Your answer should consist of every line from the records that holds the string "sign".

━━━ INFORMATION SUPPLIED ━━━

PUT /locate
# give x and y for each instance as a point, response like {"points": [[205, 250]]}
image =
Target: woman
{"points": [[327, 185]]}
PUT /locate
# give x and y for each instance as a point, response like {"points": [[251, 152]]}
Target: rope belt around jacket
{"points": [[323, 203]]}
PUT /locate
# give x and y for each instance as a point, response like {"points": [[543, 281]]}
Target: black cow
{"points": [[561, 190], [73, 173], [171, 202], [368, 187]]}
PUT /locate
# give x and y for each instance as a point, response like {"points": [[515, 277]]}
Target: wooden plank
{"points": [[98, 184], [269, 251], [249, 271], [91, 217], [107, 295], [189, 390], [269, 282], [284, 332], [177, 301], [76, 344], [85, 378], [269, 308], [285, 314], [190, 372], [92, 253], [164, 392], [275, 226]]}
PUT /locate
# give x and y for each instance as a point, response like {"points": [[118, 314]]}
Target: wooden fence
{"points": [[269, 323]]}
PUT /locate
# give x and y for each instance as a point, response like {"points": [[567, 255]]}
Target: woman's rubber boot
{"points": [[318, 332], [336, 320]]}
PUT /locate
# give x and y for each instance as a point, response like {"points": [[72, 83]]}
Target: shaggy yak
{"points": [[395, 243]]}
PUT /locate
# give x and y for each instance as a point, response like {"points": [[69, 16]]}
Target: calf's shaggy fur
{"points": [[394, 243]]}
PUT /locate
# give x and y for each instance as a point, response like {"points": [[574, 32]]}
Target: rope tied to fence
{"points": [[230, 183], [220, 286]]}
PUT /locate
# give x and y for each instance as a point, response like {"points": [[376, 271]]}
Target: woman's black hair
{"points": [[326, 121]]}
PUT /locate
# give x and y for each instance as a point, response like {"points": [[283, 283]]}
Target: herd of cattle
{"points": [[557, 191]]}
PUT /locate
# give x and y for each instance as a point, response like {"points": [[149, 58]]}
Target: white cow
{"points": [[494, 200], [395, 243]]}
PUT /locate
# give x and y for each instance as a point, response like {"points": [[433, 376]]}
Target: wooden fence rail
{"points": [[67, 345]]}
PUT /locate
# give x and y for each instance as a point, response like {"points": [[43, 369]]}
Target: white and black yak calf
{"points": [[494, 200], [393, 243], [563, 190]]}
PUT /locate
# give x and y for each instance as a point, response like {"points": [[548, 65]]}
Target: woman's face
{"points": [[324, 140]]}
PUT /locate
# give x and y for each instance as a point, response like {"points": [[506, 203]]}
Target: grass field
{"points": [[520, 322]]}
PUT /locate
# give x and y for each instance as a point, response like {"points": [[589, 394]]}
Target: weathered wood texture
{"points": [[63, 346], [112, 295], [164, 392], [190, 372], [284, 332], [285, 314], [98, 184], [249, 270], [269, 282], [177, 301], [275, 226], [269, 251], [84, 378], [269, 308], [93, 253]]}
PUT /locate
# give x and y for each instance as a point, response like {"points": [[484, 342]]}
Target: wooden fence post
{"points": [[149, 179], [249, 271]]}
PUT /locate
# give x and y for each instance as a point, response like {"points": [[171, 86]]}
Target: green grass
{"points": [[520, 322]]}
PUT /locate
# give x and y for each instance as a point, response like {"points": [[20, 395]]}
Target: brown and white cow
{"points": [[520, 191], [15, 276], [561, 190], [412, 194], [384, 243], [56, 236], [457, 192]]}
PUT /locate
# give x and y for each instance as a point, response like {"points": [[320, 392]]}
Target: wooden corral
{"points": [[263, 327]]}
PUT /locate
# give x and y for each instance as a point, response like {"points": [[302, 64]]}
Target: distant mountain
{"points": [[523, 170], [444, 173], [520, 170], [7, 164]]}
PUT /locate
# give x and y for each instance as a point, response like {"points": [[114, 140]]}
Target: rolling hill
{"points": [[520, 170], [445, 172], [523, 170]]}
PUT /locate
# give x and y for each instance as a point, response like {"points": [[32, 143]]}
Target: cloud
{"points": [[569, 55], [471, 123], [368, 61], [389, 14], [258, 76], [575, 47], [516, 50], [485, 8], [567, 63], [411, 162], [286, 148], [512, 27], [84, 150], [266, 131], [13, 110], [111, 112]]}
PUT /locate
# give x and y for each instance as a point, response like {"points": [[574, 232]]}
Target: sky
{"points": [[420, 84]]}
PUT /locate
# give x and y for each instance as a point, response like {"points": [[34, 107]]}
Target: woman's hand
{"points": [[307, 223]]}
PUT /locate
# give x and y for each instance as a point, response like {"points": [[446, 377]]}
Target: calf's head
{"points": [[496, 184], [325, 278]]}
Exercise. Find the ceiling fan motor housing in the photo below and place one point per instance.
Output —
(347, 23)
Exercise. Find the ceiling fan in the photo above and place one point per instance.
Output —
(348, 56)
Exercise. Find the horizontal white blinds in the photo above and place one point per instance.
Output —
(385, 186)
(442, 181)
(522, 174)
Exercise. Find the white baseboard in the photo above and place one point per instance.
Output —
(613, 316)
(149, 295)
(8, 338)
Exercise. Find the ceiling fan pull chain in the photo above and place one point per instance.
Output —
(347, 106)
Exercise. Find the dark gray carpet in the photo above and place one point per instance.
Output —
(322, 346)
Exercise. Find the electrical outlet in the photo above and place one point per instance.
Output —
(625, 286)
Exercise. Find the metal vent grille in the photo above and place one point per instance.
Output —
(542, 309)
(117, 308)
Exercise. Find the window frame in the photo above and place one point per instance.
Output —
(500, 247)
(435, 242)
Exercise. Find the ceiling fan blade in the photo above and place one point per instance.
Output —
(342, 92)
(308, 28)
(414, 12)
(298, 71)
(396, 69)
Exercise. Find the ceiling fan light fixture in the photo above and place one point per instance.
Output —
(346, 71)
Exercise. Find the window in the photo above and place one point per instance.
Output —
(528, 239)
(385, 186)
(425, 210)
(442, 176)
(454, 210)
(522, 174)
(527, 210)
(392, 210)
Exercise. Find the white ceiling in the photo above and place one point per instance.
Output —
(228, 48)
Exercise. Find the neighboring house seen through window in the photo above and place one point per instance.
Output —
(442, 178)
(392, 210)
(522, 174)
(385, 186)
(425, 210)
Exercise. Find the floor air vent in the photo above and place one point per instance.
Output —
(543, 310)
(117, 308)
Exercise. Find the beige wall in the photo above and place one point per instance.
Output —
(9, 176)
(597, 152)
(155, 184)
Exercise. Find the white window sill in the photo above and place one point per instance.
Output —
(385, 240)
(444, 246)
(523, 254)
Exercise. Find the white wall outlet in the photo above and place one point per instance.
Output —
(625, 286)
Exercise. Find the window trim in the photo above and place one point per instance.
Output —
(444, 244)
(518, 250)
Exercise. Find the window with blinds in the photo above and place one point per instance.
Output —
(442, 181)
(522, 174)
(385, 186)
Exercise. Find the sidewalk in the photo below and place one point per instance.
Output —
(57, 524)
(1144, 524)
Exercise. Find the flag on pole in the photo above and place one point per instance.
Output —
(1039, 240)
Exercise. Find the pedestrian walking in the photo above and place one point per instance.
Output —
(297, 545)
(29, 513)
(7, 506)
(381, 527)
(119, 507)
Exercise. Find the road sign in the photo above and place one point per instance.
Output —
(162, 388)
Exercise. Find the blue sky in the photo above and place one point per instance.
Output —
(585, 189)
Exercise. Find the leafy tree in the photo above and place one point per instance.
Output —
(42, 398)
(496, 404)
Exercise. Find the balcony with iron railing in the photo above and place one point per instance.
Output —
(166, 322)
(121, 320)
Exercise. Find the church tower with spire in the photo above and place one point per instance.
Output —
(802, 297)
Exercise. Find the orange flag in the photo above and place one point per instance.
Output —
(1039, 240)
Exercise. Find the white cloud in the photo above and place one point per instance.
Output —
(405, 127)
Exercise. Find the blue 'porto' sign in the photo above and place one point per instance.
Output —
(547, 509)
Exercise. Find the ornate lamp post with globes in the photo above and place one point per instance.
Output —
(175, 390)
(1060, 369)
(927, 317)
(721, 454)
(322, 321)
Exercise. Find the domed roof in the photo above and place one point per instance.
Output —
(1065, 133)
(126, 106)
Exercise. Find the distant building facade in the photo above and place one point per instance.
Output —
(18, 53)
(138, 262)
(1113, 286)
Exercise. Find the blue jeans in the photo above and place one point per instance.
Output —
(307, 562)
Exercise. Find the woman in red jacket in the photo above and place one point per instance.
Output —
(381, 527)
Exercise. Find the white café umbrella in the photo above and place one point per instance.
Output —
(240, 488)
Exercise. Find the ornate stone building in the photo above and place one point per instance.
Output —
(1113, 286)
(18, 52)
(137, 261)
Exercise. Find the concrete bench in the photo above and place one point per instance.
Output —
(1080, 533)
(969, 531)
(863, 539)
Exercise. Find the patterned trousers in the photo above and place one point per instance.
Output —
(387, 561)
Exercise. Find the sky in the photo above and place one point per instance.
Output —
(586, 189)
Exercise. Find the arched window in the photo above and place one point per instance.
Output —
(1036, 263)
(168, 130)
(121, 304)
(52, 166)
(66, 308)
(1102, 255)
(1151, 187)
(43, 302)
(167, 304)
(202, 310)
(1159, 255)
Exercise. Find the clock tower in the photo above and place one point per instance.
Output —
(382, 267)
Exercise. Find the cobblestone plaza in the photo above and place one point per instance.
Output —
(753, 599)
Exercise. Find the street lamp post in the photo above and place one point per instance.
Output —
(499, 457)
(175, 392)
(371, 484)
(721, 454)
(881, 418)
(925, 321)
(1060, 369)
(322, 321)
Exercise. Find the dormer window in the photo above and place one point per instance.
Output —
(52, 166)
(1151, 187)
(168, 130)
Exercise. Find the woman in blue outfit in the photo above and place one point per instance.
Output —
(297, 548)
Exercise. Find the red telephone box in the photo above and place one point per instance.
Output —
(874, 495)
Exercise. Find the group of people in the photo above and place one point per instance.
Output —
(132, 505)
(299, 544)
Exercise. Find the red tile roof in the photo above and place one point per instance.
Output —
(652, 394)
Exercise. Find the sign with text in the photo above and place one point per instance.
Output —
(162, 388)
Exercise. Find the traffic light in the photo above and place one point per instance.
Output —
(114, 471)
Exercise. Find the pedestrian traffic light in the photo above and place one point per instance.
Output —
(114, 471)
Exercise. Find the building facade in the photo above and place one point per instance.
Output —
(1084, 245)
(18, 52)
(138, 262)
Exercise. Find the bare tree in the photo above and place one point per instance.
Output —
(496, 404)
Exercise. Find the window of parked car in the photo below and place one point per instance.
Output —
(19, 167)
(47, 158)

━━━

REPLY TO THE EXERCISE
Exercise. Find the road sign in the photo above and place one point per instance.
Exercise. Find the blue 'porto' sign in the photo above and place one point per instance.
Exercise. Find the sign with text in the photo above and place one point per instance.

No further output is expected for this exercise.